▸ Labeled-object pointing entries
▽
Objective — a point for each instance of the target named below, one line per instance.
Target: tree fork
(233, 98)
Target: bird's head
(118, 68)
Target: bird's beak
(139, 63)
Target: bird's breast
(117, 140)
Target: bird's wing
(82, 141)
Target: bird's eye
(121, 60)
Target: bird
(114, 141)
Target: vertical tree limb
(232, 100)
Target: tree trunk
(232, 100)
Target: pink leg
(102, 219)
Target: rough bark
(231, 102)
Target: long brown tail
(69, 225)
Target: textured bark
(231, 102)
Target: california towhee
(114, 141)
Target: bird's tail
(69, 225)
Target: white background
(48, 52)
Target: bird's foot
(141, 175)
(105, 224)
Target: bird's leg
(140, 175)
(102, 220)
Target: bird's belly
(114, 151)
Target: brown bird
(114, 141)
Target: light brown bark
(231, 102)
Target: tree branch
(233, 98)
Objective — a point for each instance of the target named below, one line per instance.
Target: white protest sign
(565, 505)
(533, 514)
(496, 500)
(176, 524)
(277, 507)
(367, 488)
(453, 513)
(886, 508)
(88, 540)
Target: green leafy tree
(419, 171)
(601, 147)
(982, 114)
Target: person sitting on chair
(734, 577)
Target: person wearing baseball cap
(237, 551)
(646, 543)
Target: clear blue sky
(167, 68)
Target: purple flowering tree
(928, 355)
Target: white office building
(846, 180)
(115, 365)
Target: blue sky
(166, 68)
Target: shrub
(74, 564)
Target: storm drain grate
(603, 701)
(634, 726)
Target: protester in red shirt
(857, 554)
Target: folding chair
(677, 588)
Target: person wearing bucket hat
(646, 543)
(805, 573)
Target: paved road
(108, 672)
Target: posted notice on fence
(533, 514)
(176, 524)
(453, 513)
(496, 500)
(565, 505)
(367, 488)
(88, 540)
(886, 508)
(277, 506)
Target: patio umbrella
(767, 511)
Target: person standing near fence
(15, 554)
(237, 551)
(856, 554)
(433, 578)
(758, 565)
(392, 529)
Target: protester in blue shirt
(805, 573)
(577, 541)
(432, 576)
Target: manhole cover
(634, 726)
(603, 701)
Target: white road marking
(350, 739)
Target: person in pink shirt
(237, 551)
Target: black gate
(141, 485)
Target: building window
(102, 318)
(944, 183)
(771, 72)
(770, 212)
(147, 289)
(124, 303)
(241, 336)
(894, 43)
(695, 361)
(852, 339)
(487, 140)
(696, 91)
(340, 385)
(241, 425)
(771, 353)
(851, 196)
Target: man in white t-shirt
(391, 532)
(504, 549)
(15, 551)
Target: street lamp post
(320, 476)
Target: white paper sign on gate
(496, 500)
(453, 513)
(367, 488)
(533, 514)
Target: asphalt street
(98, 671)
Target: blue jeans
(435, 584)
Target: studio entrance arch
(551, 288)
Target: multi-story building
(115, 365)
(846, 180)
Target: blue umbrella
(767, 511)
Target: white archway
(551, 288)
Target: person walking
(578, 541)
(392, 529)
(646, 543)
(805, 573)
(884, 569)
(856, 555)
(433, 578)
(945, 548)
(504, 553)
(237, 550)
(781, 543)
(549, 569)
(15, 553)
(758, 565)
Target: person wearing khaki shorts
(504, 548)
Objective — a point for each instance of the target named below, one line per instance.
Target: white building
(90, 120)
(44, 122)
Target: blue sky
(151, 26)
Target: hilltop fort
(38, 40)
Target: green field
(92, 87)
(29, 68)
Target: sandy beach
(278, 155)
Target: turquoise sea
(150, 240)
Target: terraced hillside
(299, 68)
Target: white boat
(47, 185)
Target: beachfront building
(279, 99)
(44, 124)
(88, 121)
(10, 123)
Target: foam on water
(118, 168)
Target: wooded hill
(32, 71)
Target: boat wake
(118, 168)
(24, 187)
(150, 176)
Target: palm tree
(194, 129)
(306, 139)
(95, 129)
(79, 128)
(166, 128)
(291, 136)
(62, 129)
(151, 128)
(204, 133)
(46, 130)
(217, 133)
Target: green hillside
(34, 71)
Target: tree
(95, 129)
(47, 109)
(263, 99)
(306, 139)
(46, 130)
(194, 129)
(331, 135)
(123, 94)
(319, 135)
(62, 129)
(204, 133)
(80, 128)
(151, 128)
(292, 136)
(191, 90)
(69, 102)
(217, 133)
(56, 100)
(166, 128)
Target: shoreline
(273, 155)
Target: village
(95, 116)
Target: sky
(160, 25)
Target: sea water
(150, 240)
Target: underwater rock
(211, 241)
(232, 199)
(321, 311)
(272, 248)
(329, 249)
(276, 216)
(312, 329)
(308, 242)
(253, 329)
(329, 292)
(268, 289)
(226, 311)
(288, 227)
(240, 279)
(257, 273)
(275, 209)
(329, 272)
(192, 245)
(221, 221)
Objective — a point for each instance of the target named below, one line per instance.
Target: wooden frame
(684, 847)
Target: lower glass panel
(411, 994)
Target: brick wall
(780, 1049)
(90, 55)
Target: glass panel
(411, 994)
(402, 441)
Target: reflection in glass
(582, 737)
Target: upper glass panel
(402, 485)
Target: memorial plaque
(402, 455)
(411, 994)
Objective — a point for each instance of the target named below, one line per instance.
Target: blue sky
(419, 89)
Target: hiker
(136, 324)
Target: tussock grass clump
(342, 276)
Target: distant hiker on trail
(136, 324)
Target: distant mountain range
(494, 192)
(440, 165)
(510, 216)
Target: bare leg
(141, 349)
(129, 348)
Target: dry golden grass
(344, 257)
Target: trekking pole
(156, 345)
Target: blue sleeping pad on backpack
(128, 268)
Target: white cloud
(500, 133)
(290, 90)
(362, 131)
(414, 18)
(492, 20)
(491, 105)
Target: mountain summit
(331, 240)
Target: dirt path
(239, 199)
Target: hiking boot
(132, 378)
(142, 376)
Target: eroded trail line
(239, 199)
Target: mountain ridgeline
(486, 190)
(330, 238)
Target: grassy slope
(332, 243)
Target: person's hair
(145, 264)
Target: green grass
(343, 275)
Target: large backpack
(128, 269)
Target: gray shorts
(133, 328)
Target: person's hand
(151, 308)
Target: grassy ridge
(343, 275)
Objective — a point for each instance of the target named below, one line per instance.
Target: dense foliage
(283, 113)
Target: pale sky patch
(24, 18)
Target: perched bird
△
▸ Prompt
Repeat the listing exactly, from its first line to its last.

▸ Task response
Objective — a point for each instance of the target named below, one line per instance.
Target: tree fork
(233, 98)
Target: bird's head
(118, 68)
Target: bird's beak
(139, 63)
Target: bird's breast
(117, 140)
Target: bird's wing
(82, 141)
Target: bird's eye
(121, 60)
Target: bird
(114, 141)
Target: vertical tree limb
(232, 100)
Target: tree trunk
(232, 100)
Target: pink leg
(102, 219)
Target: rough bark
(231, 102)
Target: long brown tail
(69, 225)
Target: textured bark
(231, 102)
Target: california towhee
(114, 141)
Target: bird's tail
(69, 225)
Target: white background
(48, 52)
Target: bird's foot
(141, 175)
(105, 224)
Target: bird's leg
(140, 175)
(102, 220)
Target: bird's belly
(114, 151)
Target: brown bird
(114, 141)
Target: light brown bark
(231, 102)
Target: tree branch
(233, 98)
Objective — a point for each instance of the target named below, one line per instance.
Target: white protest sign
(565, 505)
(533, 514)
(496, 500)
(176, 524)
(277, 507)
(367, 488)
(453, 513)
(886, 508)
(88, 540)
Target: green leafy tree
(419, 171)
(601, 147)
(982, 114)
Target: person sitting on chair
(734, 577)
Target: person wearing baseball cap
(237, 551)
(646, 543)
Target: clear blue sky
(167, 68)
Target: purple flowering tree
(928, 355)
Target: white office building
(846, 180)
(115, 365)
Target: blue sky
(166, 68)
Target: shrub
(74, 564)
Target: storm drain grate
(603, 701)
(634, 726)
Target: protester in red shirt
(857, 554)
Target: folding chair
(677, 588)
Target: person wearing bucket hat
(646, 543)
(805, 573)
Target: paved road
(108, 672)
Target: posted notice on fence
(533, 514)
(176, 524)
(453, 513)
(496, 500)
(565, 505)
(367, 488)
(88, 540)
(886, 508)
(277, 506)
Target: patio umbrella
(767, 511)
Target: person standing near fence
(15, 554)
(237, 551)
(856, 554)
(433, 578)
(758, 565)
(392, 529)
Target: protester in blue shirt
(805, 573)
(577, 541)
(432, 576)
Target: manhole cover
(634, 726)
(603, 701)
Target: white road marking
(350, 739)
Target: person in pink shirt
(237, 551)
Target: black gate
(141, 485)
Target: building window
(102, 318)
(944, 183)
(771, 72)
(770, 212)
(147, 289)
(124, 303)
(241, 336)
(894, 43)
(695, 361)
(852, 339)
(487, 140)
(696, 91)
(340, 385)
(241, 425)
(771, 353)
(851, 196)
Target: man in white t-shirt
(391, 532)
(504, 549)
(15, 551)
Target: street lamp post
(320, 476)
Target: white paper sign on gate
(496, 500)
(453, 513)
(367, 488)
(533, 514)
Target: asphalt street
(98, 671)
Target: blue jeans
(435, 584)
Target: studio entrance arch
(551, 288)
Target: multi-story building
(115, 365)
(846, 180)
Target: blue umbrella
(767, 511)
Target: white archway
(551, 288)
Target: person walking
(578, 541)
(392, 529)
(646, 543)
(805, 573)
(884, 569)
(856, 555)
(433, 578)
(945, 548)
(504, 553)
(237, 550)
(781, 543)
(549, 569)
(15, 553)
(758, 565)
Target: person wearing khaki shorts
(504, 548)
Objective — a point for each instance of the target named below, one line per instance.
Target: white building
(90, 120)
(44, 122)
Target: blue sky
(151, 26)
Target: hilltop fort
(38, 40)
Target: green field
(92, 87)
(29, 68)
Target: sandy beach
(278, 155)
Target: turquoise sea
(150, 240)
Target: terraced hillside
(299, 68)
Target: white boat
(47, 185)
Target: beachfront building
(279, 99)
(44, 124)
(88, 121)
(10, 123)
Target: foam on water
(118, 168)
Target: wooded hill
(32, 71)
Target: boat wake
(118, 168)
(24, 187)
(150, 176)
Target: palm tree
(194, 129)
(306, 139)
(95, 129)
(79, 128)
(166, 128)
(291, 136)
(62, 129)
(151, 128)
(204, 133)
(46, 130)
(217, 133)
Target: green hillside
(34, 71)
Target: tree
(95, 129)
(47, 109)
(263, 99)
(306, 139)
(46, 130)
(194, 129)
(331, 135)
(123, 94)
(319, 135)
(62, 129)
(204, 133)
(80, 128)
(151, 128)
(292, 136)
(191, 90)
(69, 102)
(217, 133)
(56, 100)
(166, 128)
Target: shoreline
(273, 155)
Target: village
(95, 116)
Target: sky
(160, 25)
Target: sea water
(150, 240)
Target: underwater rock
(211, 241)
(232, 199)
(321, 311)
(272, 248)
(329, 249)
(276, 216)
(312, 329)
(308, 242)
(253, 329)
(329, 292)
(268, 289)
(226, 311)
(288, 227)
(240, 279)
(257, 273)
(275, 209)
(329, 272)
(192, 245)
(221, 221)
Objective — a point for each instance of the target named below, one line per instance.
Target: wooden frame
(684, 847)
Target: lower glass panel
(411, 994)
Target: brick wall
(780, 1049)
(90, 55)
Target: glass panel
(411, 994)
(402, 441)
Target: reflection in glass
(582, 737)
Target: upper glass panel
(402, 485)
Target: memorial plaque
(402, 455)
(411, 994)
Objective — a point for each instance of the target named below, one line per instance.
Target: blue sky
(419, 89)
Target: hiker
(136, 324)
Target: tussock grass clump
(342, 276)
Target: distant hiker on trail
(136, 324)
Target: distant mountain range
(494, 192)
(440, 165)
(510, 216)
Target: bare leg
(141, 349)
(129, 348)
Target: dry golden grass
(344, 257)
Target: trekking pole
(156, 345)
Target: blue sleeping pad on backpack
(128, 268)
Target: white cloud
(500, 133)
(290, 90)
(362, 131)
(414, 18)
(492, 20)
(491, 105)
Target: mountain summit
(331, 240)
Target: dirt path
(239, 199)
Target: hiking boot
(132, 378)
(142, 376)
Target: eroded trail line
(239, 199)
Target: mountain ridgeline
(486, 190)
(330, 238)
Target: grassy slope
(332, 243)
Target: person's hair
(145, 264)
Target: green grass
(343, 275)
Target: large backpack
(128, 269)
Target: gray shorts
(133, 328)
Target: person's hand
(151, 308)
Target: grassy ridge
(343, 275)
Objective — a point for each instance of the target named below, one line per instance.
Target: dense foliage
(283, 113)
Target: pale sky patch
(24, 18)
Target: perched bird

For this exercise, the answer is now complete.